Sua tarefa – Por favor, liste todos os períodos de tempo citados no trecho selecionado abaixo, na ordem em que aparecem.

Essa é a confirmação de que a pessoa iria na consulta, segundo a diretora do Departamento de Avaliação, Controle, Regulação e Auditoria (Dacra) de Caxias do Sul, Marguit Meneguzzi. Ela afirma que o prazo entre entregar o agendamento e a consulta é de sete a 10 dias. Quando o paciente não comparece à UBS para retirar o agendamento, as equipes consideram uma desistência. Assim, essa guia volta para a Central de Regulação para que um novo paciente seja agendado.
— As pessoas têm dor e estão em uma lista de espera há seis meses, há um ano. Eu também ia querer brevidade, mas, pelo jeito, isso não é senso comum. Alguns talvez esperem tanto tempo que pensam que não precisam mais da consulta. Mas, se foi até a UBS, por que não comparece? — questiona Marguit.

Dados armazenados –
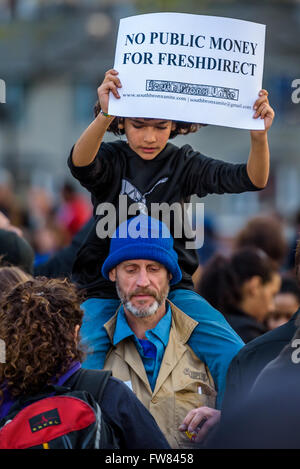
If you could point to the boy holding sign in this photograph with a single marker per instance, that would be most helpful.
(149, 170)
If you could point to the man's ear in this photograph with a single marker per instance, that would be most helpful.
(112, 275)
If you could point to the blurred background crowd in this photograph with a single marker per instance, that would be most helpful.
(53, 56)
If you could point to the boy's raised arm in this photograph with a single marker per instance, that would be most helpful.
(258, 164)
(87, 146)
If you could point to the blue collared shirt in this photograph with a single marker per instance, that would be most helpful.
(152, 353)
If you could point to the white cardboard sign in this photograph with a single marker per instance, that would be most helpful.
(192, 68)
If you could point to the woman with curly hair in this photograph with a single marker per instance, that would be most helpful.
(39, 324)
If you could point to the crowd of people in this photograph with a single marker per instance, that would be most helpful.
(192, 356)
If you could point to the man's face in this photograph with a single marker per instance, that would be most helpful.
(142, 285)
(147, 137)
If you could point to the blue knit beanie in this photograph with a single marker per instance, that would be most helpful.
(143, 237)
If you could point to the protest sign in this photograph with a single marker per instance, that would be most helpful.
(193, 68)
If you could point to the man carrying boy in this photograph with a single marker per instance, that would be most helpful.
(150, 347)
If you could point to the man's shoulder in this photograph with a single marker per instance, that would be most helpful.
(270, 342)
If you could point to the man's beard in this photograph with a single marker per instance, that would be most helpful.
(142, 311)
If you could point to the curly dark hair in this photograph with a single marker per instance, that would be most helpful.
(182, 128)
(38, 320)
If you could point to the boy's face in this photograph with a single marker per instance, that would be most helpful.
(147, 137)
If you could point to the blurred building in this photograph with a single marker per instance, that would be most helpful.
(53, 55)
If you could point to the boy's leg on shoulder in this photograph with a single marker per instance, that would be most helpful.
(97, 311)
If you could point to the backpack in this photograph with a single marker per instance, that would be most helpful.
(61, 417)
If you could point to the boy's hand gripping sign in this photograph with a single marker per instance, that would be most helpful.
(192, 68)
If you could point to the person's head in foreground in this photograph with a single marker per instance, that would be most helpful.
(287, 302)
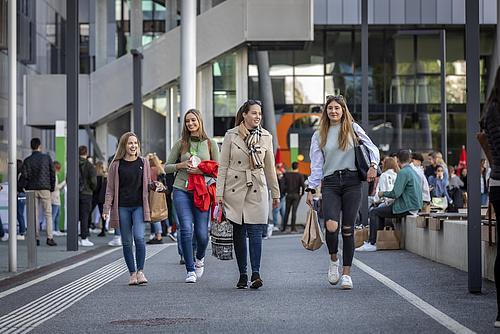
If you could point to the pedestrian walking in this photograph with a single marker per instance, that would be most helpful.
(126, 202)
(38, 174)
(191, 150)
(490, 124)
(294, 190)
(333, 161)
(247, 160)
(56, 200)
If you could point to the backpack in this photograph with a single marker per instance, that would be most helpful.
(81, 181)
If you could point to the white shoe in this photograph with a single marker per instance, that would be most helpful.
(199, 266)
(333, 272)
(86, 243)
(346, 283)
(191, 277)
(367, 247)
(117, 241)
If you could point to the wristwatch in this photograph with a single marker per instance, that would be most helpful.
(312, 191)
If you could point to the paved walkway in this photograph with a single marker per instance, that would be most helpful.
(394, 292)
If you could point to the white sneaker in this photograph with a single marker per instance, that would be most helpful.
(199, 266)
(86, 243)
(367, 247)
(191, 277)
(333, 272)
(346, 283)
(117, 241)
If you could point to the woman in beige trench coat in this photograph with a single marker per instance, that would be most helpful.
(246, 161)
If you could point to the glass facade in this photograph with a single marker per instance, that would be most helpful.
(404, 84)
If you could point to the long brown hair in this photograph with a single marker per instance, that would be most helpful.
(186, 133)
(121, 151)
(346, 133)
(390, 163)
(155, 162)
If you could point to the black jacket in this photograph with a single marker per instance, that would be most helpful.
(491, 126)
(38, 172)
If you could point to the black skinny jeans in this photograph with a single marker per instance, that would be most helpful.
(292, 203)
(495, 200)
(341, 194)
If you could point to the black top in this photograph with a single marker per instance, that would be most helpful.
(130, 176)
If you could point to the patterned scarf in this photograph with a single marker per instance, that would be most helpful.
(252, 139)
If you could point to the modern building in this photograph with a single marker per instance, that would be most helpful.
(313, 47)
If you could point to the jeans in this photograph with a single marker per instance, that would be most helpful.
(56, 213)
(495, 201)
(21, 204)
(292, 203)
(85, 210)
(342, 193)
(190, 215)
(132, 225)
(281, 210)
(377, 219)
(254, 232)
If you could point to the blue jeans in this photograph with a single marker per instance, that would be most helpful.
(21, 204)
(281, 210)
(56, 213)
(190, 215)
(254, 232)
(132, 225)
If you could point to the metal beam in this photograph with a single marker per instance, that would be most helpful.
(12, 163)
(72, 69)
(473, 148)
(364, 95)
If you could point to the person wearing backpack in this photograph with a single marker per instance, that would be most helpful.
(86, 194)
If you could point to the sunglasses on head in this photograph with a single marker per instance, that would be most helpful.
(334, 97)
(252, 102)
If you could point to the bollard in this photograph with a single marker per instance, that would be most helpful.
(31, 228)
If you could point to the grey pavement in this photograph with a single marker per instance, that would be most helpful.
(394, 292)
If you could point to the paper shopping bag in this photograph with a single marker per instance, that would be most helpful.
(388, 238)
(313, 237)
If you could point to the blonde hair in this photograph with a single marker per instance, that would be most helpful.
(100, 169)
(122, 146)
(155, 162)
(346, 133)
(390, 163)
(186, 133)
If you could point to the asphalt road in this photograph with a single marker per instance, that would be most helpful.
(394, 292)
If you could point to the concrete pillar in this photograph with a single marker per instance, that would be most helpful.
(205, 5)
(204, 98)
(135, 24)
(266, 95)
(170, 15)
(188, 56)
(101, 36)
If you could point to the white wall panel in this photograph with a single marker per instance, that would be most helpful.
(381, 11)
(397, 12)
(443, 12)
(412, 12)
(428, 11)
(458, 11)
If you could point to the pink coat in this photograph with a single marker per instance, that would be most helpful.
(113, 189)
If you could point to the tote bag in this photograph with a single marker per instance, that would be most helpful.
(312, 238)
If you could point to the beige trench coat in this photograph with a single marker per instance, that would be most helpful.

Campo de resposta –
- de sete a 10 dias
- seis meses
- um ano